— start —

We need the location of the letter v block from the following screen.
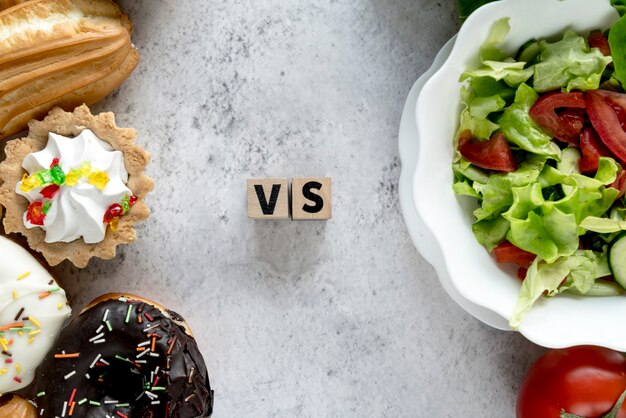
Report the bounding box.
[248,178,289,219]
[291,177,333,221]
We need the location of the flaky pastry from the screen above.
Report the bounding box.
[0,0,139,139]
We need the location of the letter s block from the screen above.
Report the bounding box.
[291,177,333,221]
[247,178,289,219]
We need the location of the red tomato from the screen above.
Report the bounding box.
[516,346,626,418]
[587,31,611,56]
[585,90,626,164]
[530,92,585,144]
[578,128,612,174]
[459,130,517,173]
[491,240,537,270]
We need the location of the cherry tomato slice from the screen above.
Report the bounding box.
[578,127,612,174]
[516,346,626,418]
[585,90,626,164]
[491,241,537,270]
[459,130,517,173]
[529,92,585,144]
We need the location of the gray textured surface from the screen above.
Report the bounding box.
[46,0,542,418]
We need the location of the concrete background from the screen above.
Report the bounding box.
[50,0,543,418]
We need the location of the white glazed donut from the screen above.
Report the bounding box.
[0,236,71,394]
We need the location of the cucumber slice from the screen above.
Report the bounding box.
[608,232,626,289]
[517,39,540,64]
[568,279,624,296]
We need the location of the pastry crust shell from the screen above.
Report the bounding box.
[0,105,154,268]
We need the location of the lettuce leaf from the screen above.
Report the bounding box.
[608,0,626,16]
[533,31,612,92]
[480,17,511,61]
[457,0,494,19]
[509,250,609,329]
[498,83,561,160]
[461,60,533,87]
[500,158,619,263]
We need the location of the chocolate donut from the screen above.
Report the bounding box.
[33,294,213,418]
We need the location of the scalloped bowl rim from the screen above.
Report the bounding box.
[413,0,626,350]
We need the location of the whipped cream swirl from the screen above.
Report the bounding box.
[15,129,132,244]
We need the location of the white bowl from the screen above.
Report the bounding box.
[413,0,626,351]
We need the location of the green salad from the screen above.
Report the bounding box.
[453,9,626,329]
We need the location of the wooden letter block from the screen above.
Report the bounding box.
[248,178,289,219]
[291,177,333,221]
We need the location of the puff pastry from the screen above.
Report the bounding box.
[0,0,139,139]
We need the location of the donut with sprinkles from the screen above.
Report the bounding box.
[0,236,71,400]
[30,294,213,418]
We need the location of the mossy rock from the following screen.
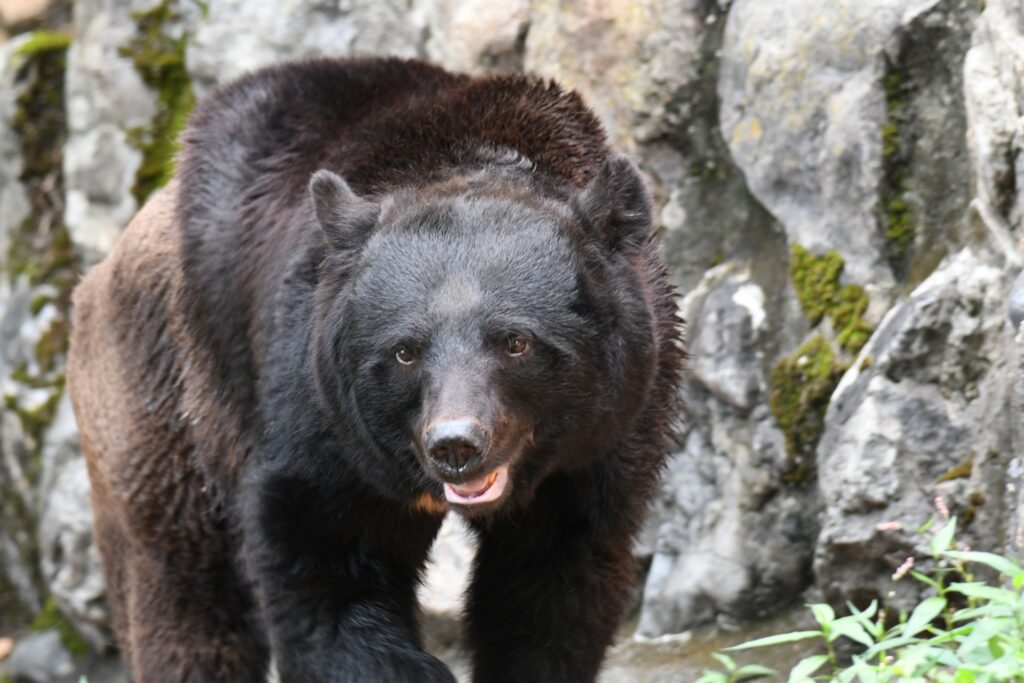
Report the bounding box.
[119,0,196,206]
[29,596,90,658]
[790,245,874,353]
[768,335,847,484]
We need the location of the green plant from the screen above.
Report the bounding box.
[697,509,1024,683]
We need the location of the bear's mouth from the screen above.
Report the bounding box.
[444,463,509,505]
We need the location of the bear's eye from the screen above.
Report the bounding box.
[394,344,416,366]
[506,335,529,356]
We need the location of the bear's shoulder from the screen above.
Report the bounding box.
[179,57,608,217]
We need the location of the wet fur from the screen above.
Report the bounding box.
[69,59,682,683]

— end —

▶ To do: Can you rewrite every item above with "screen" changed to "image" throughout, keeping everything else the same and leaving the pictures out?

▶ Right answer:
We need the location of the letter v block from the following image.
Report the bounding box.
[248,178,289,219]
[291,177,333,221]
We need the location of the flaky pastry from the image above.
Report the bounding box.
[0,0,139,139]
We need the location of the letter s block from the image above.
Report the bounding box.
[291,177,333,221]
[247,178,289,219]
We need the location of the red tomato from the image above.
Report the bounding box.
[516,346,626,418]
[587,31,611,56]
[585,90,626,164]
[530,92,585,144]
[578,128,612,174]
[459,130,517,173]
[491,240,537,270]
We need the location of the cherry tomato slice from the image above.
Report the bounding box.
[578,127,612,174]
[516,346,626,418]
[585,90,626,164]
[491,241,537,270]
[459,130,517,173]
[529,92,585,144]
We need the location of the gray textured surface from the image above.
Report the bounding box.
[46,0,542,418]
We need the location of the concrete background from the image above.
Report the bounding box.
[50,0,543,418]
We need the location of the white glazed donut from the image above.
Report the bounding box.
[0,236,71,394]
We need the location of the cucumber slice from the image above.
Report the bounding box.
[608,232,626,289]
[517,39,540,64]
[568,279,624,296]
We need the location of the pastry crust shell from the image above.
Report the bounding box.
[0,105,154,268]
We need the location of the lettuce leaf from the image above.
Report the bounding box.
[608,0,626,16]
[533,31,612,92]
[480,17,511,61]
[457,0,494,19]
[509,250,609,329]
[498,83,561,160]
[461,60,533,87]
[500,158,619,263]
We need the location of the chocolate donut from the image above.
Report the bounding box.
[33,294,213,418]
We need the location of the scalloped bowl rim from the image above.
Report the bounding box.
[413,0,626,350]
We need the location of the whipped cream swirl from the image above.
Report the bounding box.
[15,129,132,244]
We need the location of the white bowl from the image above.
Report the bounding box.
[413,0,626,351]
We need the location of the green salad from the image above.
Report the bounding box.
[453,9,626,329]
We need the location of the wooden letter block from the image above.
Report the bounding box.
[248,178,289,219]
[291,177,333,221]
We need the location of the puff pastry from the image above.
Report the bounding box.
[0,0,139,139]
We need the location of the donut with sprinkles from the image above.
Report the bounding box.
[0,236,71,400]
[30,294,213,418]
We need the location of the mossy rock from the following image.
Report the bounding box.
[119,0,196,206]
[29,596,90,658]
[790,245,874,353]
[768,335,847,484]
We need the location of the green plant from the image above.
Report the bounding box.
[697,509,1024,683]
We need the location of the bear's mouth from the image above.
Report the bounding box.
[444,463,509,505]
We need the location of the bear's eye from the image above.
Report the bounding box.
[394,344,416,366]
[506,335,529,356]
We need the location of the bear's shoulder from the image above.
Report the bounding box.
[179,57,608,217]
We need the location of the wet fur from the image above.
Report the bounding box.
[69,59,682,683]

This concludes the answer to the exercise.